▸ WHAT YOU WILL DO
In the entries below, begin at the line containing "Can you see the wrinkled" and stop after the line containing "pixel 820 395". Convert only those lines into a JSON list of strings, one string per line, with blank lines omitted.
§ §
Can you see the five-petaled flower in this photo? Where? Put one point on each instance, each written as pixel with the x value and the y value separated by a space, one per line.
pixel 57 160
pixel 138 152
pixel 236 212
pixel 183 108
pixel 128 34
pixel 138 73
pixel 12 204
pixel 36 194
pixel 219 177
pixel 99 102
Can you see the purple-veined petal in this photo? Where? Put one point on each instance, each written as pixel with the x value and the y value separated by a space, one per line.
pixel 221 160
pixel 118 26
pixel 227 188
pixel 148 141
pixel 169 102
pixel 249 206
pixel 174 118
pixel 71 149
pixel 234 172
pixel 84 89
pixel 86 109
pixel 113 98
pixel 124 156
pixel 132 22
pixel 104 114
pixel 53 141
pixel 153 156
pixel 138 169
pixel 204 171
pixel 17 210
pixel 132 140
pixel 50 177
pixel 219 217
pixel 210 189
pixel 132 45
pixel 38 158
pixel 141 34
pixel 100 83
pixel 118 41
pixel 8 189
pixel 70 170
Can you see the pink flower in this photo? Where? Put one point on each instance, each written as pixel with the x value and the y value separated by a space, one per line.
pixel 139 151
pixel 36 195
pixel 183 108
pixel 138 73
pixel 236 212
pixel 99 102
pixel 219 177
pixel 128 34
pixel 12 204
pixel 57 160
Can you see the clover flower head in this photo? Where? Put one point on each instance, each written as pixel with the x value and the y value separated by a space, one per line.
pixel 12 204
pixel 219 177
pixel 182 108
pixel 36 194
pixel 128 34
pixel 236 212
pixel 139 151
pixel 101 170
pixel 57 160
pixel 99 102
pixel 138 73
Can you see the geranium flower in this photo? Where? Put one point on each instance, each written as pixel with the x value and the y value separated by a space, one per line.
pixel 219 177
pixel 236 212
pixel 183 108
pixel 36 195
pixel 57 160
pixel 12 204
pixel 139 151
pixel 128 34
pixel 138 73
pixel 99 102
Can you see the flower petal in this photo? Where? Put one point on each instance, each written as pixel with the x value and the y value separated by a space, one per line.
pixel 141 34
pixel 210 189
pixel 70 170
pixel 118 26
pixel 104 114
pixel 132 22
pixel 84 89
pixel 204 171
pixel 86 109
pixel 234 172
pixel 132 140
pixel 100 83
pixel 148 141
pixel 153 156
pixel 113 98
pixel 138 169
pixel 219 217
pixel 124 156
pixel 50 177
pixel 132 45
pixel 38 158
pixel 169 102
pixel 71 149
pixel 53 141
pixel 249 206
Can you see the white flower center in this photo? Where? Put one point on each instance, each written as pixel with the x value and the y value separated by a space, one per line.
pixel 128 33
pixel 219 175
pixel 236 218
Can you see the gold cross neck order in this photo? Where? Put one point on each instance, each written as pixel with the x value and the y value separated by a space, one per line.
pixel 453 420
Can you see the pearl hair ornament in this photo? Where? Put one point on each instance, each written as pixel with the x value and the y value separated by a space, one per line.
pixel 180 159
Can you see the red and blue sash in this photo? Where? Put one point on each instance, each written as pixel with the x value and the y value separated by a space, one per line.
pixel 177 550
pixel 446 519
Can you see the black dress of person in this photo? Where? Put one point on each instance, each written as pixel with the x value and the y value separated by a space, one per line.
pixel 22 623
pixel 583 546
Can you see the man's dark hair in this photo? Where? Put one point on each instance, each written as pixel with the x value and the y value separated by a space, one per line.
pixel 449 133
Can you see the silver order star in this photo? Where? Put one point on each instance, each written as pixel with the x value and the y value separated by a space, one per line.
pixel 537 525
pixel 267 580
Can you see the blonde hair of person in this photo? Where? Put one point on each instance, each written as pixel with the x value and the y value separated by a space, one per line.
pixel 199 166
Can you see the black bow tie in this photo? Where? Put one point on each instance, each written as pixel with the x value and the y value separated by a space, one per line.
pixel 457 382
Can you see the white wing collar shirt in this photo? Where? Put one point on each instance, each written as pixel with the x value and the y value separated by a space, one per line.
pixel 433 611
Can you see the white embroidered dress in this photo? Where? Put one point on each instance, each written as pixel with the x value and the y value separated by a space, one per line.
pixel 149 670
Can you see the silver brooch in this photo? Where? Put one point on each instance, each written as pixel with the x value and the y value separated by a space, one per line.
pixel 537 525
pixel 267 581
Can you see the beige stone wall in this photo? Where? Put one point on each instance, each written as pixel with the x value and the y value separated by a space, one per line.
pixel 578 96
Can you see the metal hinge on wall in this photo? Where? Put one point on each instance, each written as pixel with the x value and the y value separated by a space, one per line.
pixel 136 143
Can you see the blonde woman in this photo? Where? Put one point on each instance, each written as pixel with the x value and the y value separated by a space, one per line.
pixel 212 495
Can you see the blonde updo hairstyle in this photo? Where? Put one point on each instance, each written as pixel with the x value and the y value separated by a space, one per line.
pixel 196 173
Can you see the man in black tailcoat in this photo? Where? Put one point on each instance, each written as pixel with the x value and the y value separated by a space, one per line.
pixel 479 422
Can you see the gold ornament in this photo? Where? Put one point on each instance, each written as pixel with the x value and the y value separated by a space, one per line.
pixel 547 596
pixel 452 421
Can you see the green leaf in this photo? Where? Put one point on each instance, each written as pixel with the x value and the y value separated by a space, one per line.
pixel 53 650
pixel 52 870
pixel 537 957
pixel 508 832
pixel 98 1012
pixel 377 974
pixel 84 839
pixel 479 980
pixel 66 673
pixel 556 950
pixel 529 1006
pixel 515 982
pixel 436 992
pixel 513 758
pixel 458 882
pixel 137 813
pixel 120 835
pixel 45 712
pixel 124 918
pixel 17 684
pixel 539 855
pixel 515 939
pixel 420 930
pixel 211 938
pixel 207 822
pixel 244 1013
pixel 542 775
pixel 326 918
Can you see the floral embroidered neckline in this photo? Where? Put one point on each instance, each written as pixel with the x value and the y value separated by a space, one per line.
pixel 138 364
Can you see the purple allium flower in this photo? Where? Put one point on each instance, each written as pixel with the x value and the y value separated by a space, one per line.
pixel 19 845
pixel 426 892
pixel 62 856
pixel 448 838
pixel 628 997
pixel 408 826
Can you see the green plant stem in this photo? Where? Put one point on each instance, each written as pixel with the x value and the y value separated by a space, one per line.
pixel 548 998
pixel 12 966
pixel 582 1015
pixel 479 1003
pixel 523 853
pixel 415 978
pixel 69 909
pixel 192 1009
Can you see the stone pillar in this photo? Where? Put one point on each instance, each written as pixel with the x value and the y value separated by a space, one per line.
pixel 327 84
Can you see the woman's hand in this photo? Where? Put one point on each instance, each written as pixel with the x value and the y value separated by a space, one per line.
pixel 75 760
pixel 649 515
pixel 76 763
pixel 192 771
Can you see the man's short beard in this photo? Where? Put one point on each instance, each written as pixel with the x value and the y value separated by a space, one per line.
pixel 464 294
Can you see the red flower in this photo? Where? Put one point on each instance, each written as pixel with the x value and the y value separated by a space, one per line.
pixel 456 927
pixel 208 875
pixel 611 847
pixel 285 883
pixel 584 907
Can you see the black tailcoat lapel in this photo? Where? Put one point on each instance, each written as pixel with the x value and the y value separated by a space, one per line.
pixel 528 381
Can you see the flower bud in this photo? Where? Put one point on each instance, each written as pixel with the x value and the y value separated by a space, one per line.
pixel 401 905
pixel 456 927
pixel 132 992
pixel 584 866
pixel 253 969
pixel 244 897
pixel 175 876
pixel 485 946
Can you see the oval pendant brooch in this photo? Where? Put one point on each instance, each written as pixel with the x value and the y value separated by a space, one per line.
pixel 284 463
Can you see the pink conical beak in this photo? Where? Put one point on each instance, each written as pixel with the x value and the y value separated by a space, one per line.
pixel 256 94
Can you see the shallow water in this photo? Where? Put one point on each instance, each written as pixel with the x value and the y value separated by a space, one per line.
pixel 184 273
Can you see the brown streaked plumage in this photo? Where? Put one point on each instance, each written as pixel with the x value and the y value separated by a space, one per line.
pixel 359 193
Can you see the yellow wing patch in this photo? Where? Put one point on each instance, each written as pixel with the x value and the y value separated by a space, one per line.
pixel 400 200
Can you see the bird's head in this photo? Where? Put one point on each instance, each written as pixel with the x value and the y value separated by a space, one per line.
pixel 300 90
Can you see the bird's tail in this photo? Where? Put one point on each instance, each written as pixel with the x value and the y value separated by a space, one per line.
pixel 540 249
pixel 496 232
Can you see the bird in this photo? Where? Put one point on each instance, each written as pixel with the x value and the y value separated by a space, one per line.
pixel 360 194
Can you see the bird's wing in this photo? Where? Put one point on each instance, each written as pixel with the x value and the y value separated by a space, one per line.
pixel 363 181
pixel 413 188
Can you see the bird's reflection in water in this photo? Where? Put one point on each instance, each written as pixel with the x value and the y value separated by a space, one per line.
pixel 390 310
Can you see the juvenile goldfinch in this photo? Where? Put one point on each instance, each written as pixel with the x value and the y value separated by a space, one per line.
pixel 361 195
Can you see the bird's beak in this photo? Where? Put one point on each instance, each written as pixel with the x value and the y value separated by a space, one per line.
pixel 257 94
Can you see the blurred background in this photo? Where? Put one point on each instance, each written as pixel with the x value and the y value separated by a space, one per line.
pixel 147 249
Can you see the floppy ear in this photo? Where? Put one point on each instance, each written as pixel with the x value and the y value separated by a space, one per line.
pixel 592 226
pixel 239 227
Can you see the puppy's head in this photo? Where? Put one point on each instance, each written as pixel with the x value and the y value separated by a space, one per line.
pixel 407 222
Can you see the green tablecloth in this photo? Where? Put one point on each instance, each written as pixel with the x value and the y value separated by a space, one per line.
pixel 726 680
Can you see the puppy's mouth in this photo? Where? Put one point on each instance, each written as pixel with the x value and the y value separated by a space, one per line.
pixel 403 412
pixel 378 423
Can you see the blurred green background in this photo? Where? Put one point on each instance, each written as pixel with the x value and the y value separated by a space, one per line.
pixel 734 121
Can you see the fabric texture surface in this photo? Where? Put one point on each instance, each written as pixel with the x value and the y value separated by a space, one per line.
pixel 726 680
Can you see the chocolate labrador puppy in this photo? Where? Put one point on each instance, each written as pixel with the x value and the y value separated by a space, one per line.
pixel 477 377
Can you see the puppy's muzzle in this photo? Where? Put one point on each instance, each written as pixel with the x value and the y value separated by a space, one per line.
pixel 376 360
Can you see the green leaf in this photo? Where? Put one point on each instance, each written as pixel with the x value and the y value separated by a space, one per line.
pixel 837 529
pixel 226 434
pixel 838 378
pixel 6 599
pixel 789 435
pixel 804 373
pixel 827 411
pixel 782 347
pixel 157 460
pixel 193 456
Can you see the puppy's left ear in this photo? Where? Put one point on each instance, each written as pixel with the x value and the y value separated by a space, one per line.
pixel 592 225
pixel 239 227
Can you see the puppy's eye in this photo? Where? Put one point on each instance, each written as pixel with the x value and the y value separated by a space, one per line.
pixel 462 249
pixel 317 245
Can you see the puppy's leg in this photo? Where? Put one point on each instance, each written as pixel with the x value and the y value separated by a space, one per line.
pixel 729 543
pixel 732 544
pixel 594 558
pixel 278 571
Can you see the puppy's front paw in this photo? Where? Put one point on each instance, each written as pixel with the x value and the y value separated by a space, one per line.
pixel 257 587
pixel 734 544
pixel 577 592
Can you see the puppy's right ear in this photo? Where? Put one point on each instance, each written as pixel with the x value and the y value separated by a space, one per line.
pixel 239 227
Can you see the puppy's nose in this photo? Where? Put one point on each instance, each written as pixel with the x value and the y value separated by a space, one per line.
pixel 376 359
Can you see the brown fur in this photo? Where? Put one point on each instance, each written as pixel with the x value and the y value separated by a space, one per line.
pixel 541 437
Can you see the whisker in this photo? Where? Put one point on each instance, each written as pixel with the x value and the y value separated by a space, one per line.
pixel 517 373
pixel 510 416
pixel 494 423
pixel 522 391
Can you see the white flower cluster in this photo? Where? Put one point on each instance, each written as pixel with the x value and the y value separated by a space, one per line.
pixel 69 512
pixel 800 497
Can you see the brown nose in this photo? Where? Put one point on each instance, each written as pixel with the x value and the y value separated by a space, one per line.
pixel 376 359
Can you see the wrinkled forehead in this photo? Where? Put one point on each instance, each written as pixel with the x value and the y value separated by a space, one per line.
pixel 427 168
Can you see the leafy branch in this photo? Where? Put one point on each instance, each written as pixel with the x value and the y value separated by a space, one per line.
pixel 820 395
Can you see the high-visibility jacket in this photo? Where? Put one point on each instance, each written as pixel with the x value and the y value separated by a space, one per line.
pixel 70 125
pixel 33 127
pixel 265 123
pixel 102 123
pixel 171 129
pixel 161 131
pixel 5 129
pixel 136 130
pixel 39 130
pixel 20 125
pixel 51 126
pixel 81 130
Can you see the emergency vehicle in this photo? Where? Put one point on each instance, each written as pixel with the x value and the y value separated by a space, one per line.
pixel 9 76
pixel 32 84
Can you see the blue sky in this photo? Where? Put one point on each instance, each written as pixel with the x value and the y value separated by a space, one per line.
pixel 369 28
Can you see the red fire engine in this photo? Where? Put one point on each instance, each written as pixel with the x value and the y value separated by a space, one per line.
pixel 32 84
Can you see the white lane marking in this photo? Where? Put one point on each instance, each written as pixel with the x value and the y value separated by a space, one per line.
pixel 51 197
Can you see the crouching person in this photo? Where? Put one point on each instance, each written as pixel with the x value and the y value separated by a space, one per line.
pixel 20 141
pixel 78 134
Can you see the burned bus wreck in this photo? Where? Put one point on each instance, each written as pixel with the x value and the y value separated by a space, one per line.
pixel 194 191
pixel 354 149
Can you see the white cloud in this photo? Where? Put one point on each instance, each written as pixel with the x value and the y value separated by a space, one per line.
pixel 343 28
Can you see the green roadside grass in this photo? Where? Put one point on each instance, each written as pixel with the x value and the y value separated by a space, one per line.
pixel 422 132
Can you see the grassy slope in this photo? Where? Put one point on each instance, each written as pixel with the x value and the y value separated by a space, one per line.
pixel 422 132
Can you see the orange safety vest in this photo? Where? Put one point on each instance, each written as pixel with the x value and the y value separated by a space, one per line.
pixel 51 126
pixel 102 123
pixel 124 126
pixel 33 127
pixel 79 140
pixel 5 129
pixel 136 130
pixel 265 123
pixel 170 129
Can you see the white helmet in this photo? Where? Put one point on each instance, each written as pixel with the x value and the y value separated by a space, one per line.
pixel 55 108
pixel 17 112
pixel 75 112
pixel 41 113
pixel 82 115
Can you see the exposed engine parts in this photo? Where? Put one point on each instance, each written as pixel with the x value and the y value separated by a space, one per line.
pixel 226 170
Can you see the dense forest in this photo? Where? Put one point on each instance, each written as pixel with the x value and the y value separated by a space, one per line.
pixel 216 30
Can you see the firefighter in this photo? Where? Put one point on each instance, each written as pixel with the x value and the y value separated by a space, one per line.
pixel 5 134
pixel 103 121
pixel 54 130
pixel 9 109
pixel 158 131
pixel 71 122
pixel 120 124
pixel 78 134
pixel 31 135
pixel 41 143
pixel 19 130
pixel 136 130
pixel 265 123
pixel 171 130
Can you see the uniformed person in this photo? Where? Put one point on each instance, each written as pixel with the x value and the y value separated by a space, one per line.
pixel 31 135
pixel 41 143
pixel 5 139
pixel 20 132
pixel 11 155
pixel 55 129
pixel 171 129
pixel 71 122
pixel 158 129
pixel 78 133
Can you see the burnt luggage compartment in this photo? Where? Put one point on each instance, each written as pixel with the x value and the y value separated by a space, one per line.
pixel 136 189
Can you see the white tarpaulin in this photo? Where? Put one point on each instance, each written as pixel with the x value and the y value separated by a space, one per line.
§ §
▸ OUTPUT BELOW
[
  "Can you see the wrinkled forehead in this photo? Where? Put one point on each instance, each written as pixel with the x value and the y value separated by a space, one per line.",
  "pixel 427 168",
  "Can you see the leafy branch in this photo? Where? Put one point on each instance, each written as pixel with the x value and the y value separated by a space, one per line.",
  "pixel 820 395"
]